» **Task**
Transcribe each entry exactly as it appears, leaving out any picture it holds.

» **Dataset records**

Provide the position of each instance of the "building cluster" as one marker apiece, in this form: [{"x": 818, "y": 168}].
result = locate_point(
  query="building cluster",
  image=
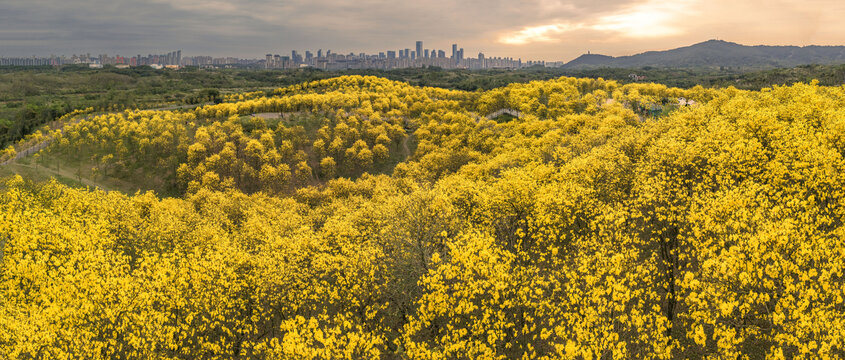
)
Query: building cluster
[
  {"x": 171, "y": 59},
  {"x": 392, "y": 59}
]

» **Exercise output**
Provide the position of each instance of the "building cluster" as one marker apiece, in this form: [{"x": 818, "y": 168}].
result = locate_point(
  query="building cluster",
  image=
)
Query: building cluster
[
  {"x": 171, "y": 59},
  {"x": 392, "y": 59}
]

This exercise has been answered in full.